Exercise objective: Every line below must be copied as written, except for pictures.

*** Input Section Begins ***

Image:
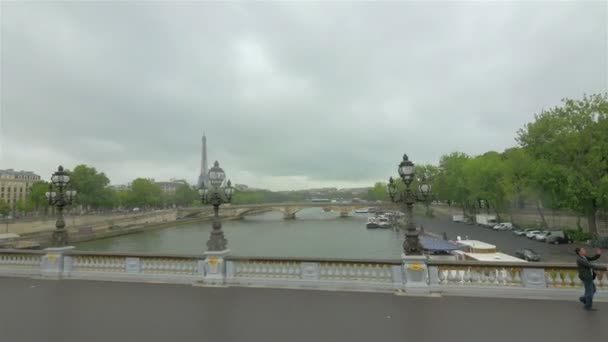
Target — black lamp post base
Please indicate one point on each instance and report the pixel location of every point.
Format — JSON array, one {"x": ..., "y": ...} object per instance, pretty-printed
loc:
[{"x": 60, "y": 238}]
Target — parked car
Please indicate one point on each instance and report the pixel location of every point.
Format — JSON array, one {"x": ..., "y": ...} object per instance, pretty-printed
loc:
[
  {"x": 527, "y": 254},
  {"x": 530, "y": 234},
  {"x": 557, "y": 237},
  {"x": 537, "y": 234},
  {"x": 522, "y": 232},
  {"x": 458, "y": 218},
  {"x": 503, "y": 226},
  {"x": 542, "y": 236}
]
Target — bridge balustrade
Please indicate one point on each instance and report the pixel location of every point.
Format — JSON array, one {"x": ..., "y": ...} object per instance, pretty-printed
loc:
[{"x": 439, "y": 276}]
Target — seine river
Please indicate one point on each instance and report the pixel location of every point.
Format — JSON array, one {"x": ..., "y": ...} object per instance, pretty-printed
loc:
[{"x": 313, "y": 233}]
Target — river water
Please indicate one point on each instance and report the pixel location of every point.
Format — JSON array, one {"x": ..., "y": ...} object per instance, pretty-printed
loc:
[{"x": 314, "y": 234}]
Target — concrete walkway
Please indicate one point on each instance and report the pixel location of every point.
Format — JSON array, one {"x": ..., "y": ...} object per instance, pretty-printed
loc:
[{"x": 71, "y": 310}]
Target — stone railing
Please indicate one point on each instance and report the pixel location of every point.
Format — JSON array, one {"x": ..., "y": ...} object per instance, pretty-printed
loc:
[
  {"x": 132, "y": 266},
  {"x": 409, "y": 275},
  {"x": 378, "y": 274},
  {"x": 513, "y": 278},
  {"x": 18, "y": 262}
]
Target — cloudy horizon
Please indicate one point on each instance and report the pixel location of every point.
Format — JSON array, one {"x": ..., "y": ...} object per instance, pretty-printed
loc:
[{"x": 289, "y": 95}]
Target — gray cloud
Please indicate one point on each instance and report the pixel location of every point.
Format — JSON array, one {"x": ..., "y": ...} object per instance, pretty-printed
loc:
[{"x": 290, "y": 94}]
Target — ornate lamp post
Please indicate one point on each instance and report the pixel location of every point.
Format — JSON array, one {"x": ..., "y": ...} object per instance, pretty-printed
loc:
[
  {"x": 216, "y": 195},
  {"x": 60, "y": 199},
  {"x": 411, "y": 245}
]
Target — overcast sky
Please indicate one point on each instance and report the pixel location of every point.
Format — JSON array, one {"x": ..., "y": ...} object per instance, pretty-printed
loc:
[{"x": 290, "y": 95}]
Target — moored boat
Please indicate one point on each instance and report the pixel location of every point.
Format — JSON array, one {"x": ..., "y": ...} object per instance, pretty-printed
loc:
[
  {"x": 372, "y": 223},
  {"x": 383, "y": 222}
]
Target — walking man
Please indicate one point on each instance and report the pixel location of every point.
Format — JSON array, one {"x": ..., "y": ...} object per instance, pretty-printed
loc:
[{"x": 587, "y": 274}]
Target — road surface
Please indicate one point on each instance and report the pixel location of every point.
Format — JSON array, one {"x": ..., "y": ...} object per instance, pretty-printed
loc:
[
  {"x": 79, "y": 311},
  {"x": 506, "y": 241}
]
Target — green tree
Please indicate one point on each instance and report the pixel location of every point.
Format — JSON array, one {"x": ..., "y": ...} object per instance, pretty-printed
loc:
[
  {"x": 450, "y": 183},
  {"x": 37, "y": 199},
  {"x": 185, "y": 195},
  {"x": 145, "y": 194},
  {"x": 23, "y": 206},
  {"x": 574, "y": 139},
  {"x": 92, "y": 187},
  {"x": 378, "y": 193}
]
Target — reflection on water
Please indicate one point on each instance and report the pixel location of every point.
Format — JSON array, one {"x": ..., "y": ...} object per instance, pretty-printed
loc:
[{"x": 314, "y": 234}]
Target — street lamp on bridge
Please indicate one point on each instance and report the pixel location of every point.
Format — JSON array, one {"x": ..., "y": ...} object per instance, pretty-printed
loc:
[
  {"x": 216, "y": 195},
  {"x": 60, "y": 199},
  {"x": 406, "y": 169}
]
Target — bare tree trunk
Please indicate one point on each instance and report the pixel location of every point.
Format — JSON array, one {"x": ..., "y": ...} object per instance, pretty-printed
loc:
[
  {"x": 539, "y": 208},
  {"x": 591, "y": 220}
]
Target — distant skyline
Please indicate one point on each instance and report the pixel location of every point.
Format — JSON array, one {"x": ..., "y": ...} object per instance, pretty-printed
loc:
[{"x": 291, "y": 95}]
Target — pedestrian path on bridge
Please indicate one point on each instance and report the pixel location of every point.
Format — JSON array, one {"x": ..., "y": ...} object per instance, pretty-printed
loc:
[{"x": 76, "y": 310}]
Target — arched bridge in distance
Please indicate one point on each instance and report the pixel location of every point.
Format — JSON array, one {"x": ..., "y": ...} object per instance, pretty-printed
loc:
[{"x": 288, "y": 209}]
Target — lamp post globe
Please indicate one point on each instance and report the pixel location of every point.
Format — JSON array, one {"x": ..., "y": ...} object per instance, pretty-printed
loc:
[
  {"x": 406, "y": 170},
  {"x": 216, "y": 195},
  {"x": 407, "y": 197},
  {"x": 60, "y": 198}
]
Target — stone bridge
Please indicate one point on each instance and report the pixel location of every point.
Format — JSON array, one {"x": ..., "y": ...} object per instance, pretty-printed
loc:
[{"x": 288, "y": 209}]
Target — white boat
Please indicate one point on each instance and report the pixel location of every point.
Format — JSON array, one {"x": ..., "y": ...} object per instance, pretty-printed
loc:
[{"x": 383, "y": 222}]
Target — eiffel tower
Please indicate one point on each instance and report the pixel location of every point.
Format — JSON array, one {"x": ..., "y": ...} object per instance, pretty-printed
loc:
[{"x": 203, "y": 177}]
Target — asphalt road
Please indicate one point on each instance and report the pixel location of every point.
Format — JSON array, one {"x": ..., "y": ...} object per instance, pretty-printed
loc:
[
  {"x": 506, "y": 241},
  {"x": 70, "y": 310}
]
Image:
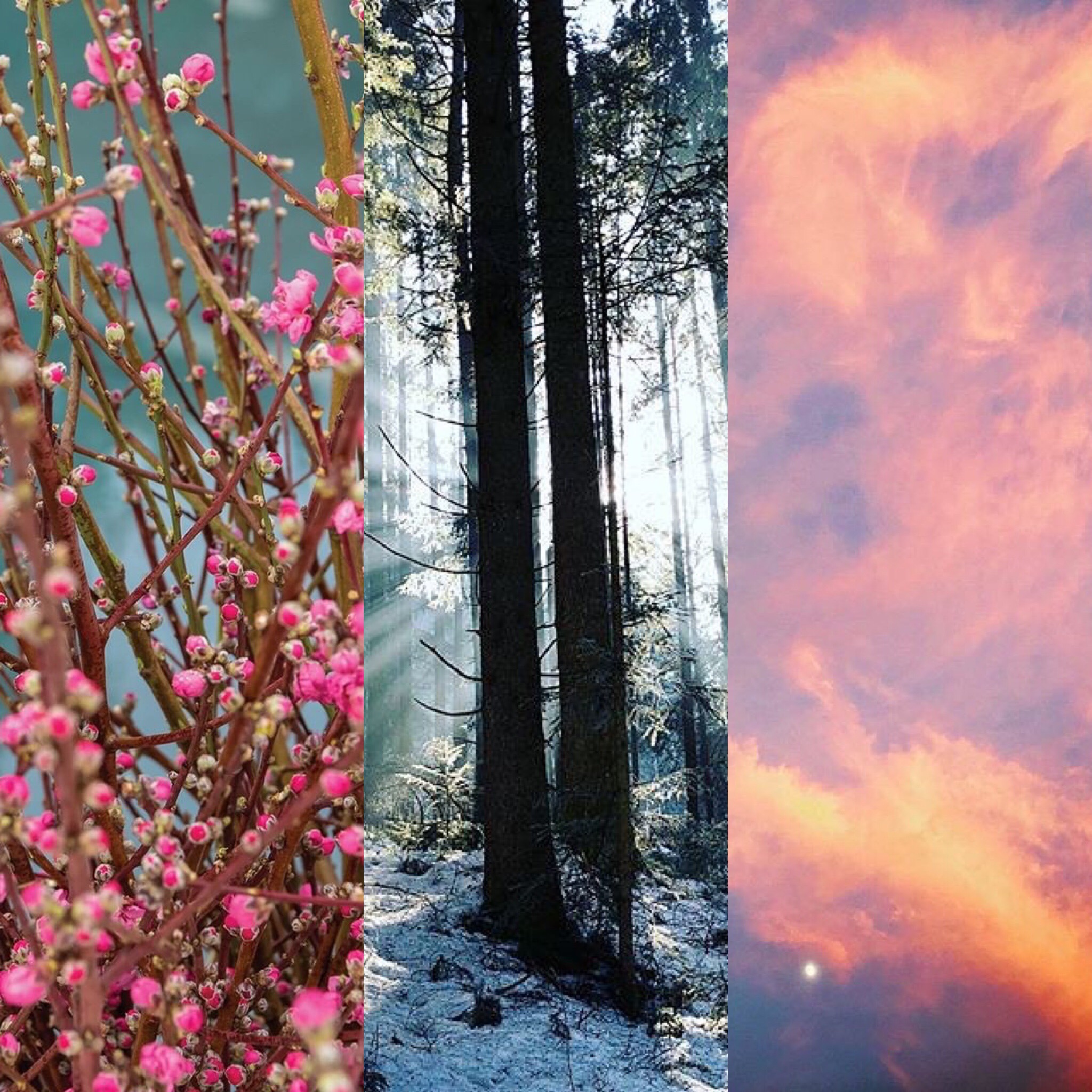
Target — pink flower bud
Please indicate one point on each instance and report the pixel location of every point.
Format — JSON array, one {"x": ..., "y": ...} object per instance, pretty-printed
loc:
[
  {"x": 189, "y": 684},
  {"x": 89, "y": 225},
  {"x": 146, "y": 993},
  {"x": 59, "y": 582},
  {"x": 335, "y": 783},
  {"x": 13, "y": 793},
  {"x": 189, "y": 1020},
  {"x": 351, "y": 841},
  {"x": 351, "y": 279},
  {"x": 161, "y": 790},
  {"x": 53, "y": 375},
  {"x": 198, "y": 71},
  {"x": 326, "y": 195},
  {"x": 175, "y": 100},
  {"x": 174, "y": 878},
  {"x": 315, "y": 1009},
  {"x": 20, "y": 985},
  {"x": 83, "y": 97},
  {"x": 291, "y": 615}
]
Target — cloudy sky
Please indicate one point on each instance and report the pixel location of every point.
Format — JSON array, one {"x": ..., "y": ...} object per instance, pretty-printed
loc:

*** Input Section Ends ***

Answer space:
Image:
Target — black lamp post base
Please indicate one point on each instance and report the pixel location of every point.
Format — JSON array, one {"x": ..., "y": ...} object per instance, pretty-printed
loc:
[{"x": 60, "y": 238}]
Target — parked car
Please indicate one point on each instance and report the pixel location of every point.
Format — JSON array, one {"x": ..., "y": ...} object per instance, pretty-printed
loc:
[
  {"x": 527, "y": 254},
  {"x": 530, "y": 234},
  {"x": 557, "y": 237},
  {"x": 537, "y": 234},
  {"x": 522, "y": 232},
  {"x": 458, "y": 218},
  {"x": 503, "y": 226},
  {"x": 542, "y": 236}
]
Target — bridge balustrade
Please indicate one point on each instance and report the pixel location of every point.
Format — JSON array, one {"x": ..., "y": ...} object per instance, pretty-printed
loc:
[{"x": 439, "y": 276}]
Target — seine river
Please indicate one point on each instance and report the pixel location of every point.
Format — JSON array, one {"x": ..., "y": ...} object per instance, pretty-printed
loc:
[{"x": 313, "y": 233}]
Target — river water
Please indicate one point on each instance and report the pixel location of every point.
Format — JSON array, one {"x": ..., "y": ...} object per instance, pretty-printed
loc:
[{"x": 314, "y": 234}]
Target — concrete walkway
Please indicate one point on each instance and report the pixel location of every point.
Format — JSON array, one {"x": ..., "y": ...} object per instance, pretty-printed
loc:
[{"x": 71, "y": 310}]
Target — stone railing
Please indicate one point on each instance and report the pixel location of every point.
Format — JSON array, one {"x": ..., "y": ...} object per instance, pretty-printed
loc:
[
  {"x": 132, "y": 266},
  {"x": 409, "y": 275},
  {"x": 378, "y": 274},
  {"x": 513, "y": 278},
  {"x": 18, "y": 262}
]
Target — cloudy horizon
Please indicate one point on each instance and report the pixel location of every point.
Format — JSON array, one {"x": ..., "y": ...} object per instance, pretty-printed
loc:
[{"x": 289, "y": 95}]
Target — gray cloud
Please indicate one point on each instance and report the pixel location of every point.
Format — JSON array, one {"x": ..., "y": ...} object per instance, pretty-printed
loc:
[{"x": 290, "y": 94}]
Target — ornate lamp post
Please indicate one point on each instance and report the pixel location of every point.
Format — JSON array, one {"x": ..., "y": ...} object per instance, pretty-printed
loc:
[
  {"x": 216, "y": 195},
  {"x": 60, "y": 199},
  {"x": 411, "y": 245}
]
Target — overcast sky
Please indicate one point on each instance and report the pixel location of every point.
Format — JSON array, one {"x": ..., "y": ...} object per instance, pretty-printed
loc:
[{"x": 290, "y": 95}]
Target — moored boat
Please indicate one point on each instance and report the pixel location of every point.
Format — JSON array, one {"x": ..., "y": ...} object per instance, pretty-printed
loc:
[
  {"x": 372, "y": 223},
  {"x": 383, "y": 222}
]
Target — walking man
Please indicate one point on each instance and report the pixel location of every point.
Format — JSON array, one {"x": ..., "y": ...} object per instance, pretty-printed
loc:
[{"x": 587, "y": 274}]
Target — road surface
Please indicate one point on each instance and report the pixel location of every point.
Format — JSON array, one {"x": ..., "y": ...} object per instance, pretty-printed
loc:
[
  {"x": 79, "y": 311},
  {"x": 506, "y": 241}
]
Target — green tree
Please indicate one point on each instance and report the pixel location of every point.
Format — JSON array, one {"x": ..., "y": ...} object per instance, pretty-printed
loc:
[
  {"x": 450, "y": 183},
  {"x": 37, "y": 199},
  {"x": 185, "y": 195},
  {"x": 145, "y": 194},
  {"x": 23, "y": 206},
  {"x": 574, "y": 139},
  {"x": 92, "y": 187},
  {"x": 378, "y": 193}
]
Target — reflection on water
Please indicate one point on each instance and report the pixel location of every point.
Format — JSON array, one {"x": ..., "y": ...} object per instance, pretty-printed
loc:
[{"x": 314, "y": 234}]
Target — street lamp on bridge
Please indicate one point on each instance and report the pixel location of every point.
Format — JSON array, one {"x": ..., "y": ...} object per instance, pretty-printed
loc:
[
  {"x": 216, "y": 195},
  {"x": 60, "y": 199},
  {"x": 406, "y": 169}
]
Target — bare tree trunk
Please indicate one point on each instance and report the pixel location of every point.
Format — JSON array, one {"x": ..., "y": ...} object per instance, pretty-printed
loc:
[
  {"x": 539, "y": 208},
  {"x": 591, "y": 220}
]
Target — distant skyline
Please indicate one point on each instance and report the pixel location of every point.
Format — JSON array, one {"x": ..., "y": ...} object per instance, pretty-printed
loc:
[{"x": 291, "y": 95}]
Target — pedestrian path on bridge
Please indicate one point on each instance and report the pixel location of every point.
Format — JSON array, one {"x": ..., "y": ...} object per instance, pretty-printed
loc:
[{"x": 76, "y": 310}]
Target — arched bridge in distance
Please indicate one point on each instance and report the pixel location of every point.
Format — JSON array, one {"x": ..., "y": ...} object per instance, pretty-printed
loc:
[{"x": 288, "y": 209}]
Target — lamp post globe
Please indicate one point on each instance and report the pixel location of every point.
Format — JSON array, one {"x": ..., "y": ...} object per instance, pretty-printed
loc:
[
  {"x": 406, "y": 170},
  {"x": 216, "y": 195},
  {"x": 407, "y": 197},
  {"x": 60, "y": 198}
]
Target — stone bridge
Please indicate one point on each instance and report the pixel location of every point.
Format — JSON array, one {"x": ..., "y": ...} object per instance, pretty-printed
loc:
[{"x": 288, "y": 209}]
Target — white boat
Please indicate one point on each instance and report the pixel location of every point.
Format — JSON array, one {"x": ..., "y": ...} object per instance, pretty-printed
loc:
[{"x": 383, "y": 222}]
Target — eiffel tower
Please indicate one point on each instance and report the pixel location of every point.
Format — JSON array, one {"x": ..., "y": ...} object per instance, pretty-printed
loc:
[{"x": 203, "y": 177}]
Target — asphalt road
Please indicate one point on each instance and report the pixel location of every point.
Format — JSON array, one {"x": ..., "y": ...} object per instance, pretty-printed
loc:
[
  {"x": 506, "y": 241},
  {"x": 70, "y": 310}
]
Image:
Target — pink flower bud
Please indicate one point on each instance and report the pixel location of every point.
Format — JSON array, one {"x": ..., "y": ...} object per instance, pretty-printed
loc:
[
  {"x": 189, "y": 684},
  {"x": 89, "y": 225},
  {"x": 146, "y": 993},
  {"x": 59, "y": 582},
  {"x": 335, "y": 783},
  {"x": 13, "y": 793},
  {"x": 189, "y": 1020},
  {"x": 351, "y": 841},
  {"x": 351, "y": 279},
  {"x": 161, "y": 790},
  {"x": 53, "y": 375},
  {"x": 198, "y": 71},
  {"x": 326, "y": 195},
  {"x": 175, "y": 100},
  {"x": 174, "y": 878},
  {"x": 315, "y": 1009},
  {"x": 20, "y": 985},
  {"x": 83, "y": 97},
  {"x": 291, "y": 615}
]
Target — cloudy sky
Please indicate one point on each instance and report the pixel location of every point.
Format — JSON array, one {"x": ..., "y": ...} object per instance, pretty-printed
loc:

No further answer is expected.